1. Loading a file into memory (be sure to use binary mode).

2. Loop through all bytes of the file, counting the frequency of occurrence of each byte. You might want to print out the resulting table of frequencies to get an impression of what you're doing.

3. Next, to assign a bit sequence to each character. The easiest way to guarantee they are unique and optimal is by constructing a binary tree. You'll need both leaf nodes (that contain a character) and nodes that have two child nodes (hence, binary).

   • Create a leaf node out of each byte that has a frequency > 0, and put them in a list of nodes.

   • Find in your list of nodes the two nodes that have the lowest frequency, and take them out of the list.

   • Create a new node (and insert it into list) and make these two nodes its children.

   • Make the frequency of this new node the sum of its children.

   • Repeat until the list contains just 1 node, the root of the tree.

4. Once you have the tree, recurse through the tree in depth-first order, and collect the list of bits as a path from the root (where 0 means left branch, and 1 means right). Whenever you arrive at a leaf, the list is the set of bits for that value. Store the bits. Note that the number of bits is variable; it can easily be more than 8 for the less frequent values.

5. Now loop through all the bytes in the file again. For each byte, write out the corresponding bits to a file. To write bits to a file, you'll need to accumulate them in bytes at a time... this requires the use of bit operators.

PROVIDED DATA ▸
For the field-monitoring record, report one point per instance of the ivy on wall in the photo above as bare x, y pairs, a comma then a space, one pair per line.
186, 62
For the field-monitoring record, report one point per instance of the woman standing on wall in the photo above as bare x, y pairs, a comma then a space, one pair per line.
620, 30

* * *

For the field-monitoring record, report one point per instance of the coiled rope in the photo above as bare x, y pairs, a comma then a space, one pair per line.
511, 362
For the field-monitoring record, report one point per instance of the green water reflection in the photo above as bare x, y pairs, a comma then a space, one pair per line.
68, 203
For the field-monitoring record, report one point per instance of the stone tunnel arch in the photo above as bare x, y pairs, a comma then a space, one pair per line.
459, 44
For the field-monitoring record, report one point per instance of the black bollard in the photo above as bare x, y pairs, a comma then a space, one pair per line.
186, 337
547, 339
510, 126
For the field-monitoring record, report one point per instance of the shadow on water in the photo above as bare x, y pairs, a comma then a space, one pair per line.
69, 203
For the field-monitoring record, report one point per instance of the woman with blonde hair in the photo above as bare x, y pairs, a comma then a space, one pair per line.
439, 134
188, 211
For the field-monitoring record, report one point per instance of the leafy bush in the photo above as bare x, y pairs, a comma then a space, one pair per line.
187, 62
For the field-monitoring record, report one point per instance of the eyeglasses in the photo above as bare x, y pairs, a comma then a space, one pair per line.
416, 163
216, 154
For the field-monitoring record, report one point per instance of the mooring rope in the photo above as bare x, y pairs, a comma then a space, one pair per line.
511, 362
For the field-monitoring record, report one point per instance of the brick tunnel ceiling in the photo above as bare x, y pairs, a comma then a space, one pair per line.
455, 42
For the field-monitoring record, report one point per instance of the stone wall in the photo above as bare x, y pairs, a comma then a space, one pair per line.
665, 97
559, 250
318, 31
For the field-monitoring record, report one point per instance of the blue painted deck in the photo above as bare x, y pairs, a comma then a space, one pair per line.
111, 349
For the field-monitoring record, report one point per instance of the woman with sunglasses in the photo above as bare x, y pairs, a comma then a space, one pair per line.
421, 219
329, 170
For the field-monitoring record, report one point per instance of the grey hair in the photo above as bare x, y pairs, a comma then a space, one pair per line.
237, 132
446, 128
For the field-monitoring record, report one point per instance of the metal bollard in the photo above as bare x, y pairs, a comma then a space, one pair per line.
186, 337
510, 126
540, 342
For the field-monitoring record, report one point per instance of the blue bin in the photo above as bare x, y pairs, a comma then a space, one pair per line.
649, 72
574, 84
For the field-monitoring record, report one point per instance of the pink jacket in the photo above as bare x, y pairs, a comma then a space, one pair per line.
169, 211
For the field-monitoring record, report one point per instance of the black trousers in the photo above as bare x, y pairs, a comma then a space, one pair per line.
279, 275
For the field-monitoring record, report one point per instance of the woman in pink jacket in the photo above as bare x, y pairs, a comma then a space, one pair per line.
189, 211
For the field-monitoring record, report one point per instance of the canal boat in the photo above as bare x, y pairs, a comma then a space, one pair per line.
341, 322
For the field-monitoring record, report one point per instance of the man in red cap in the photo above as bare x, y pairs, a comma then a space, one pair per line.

---

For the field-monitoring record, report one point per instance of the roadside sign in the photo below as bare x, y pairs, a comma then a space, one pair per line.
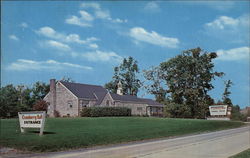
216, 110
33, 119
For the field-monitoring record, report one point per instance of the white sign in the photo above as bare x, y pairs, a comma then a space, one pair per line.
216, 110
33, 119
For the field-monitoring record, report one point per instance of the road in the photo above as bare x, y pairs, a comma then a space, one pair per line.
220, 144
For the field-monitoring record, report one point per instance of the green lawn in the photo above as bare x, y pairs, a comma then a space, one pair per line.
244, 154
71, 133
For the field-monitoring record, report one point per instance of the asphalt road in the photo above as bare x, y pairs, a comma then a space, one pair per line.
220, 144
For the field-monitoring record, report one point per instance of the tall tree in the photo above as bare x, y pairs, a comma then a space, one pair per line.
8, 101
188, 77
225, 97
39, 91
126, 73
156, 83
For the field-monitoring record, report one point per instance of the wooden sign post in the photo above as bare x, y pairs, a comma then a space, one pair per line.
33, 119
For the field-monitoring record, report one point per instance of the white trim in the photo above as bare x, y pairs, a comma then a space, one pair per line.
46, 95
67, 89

EXERCISES TO COMPLETE ▸
• 1. In the bit-encoding steps, what does a 0 mean in the path collected from the root of the tree?
• 2. Transcribe the passage of the bit-encoding steps starting with "1. Loading a" and going on through "what you're doing.".

LIST OF SOLUTIONS ▸
• 1. A 0 means the left branch.

• 2.
1. Loading a file into memory (be sure to use binary mode).

2. Loop through all bytes of the file, counting the frequency of occurrence of each byte. You might want to print out the resulting table of frequencies to get an impression of what you're doing.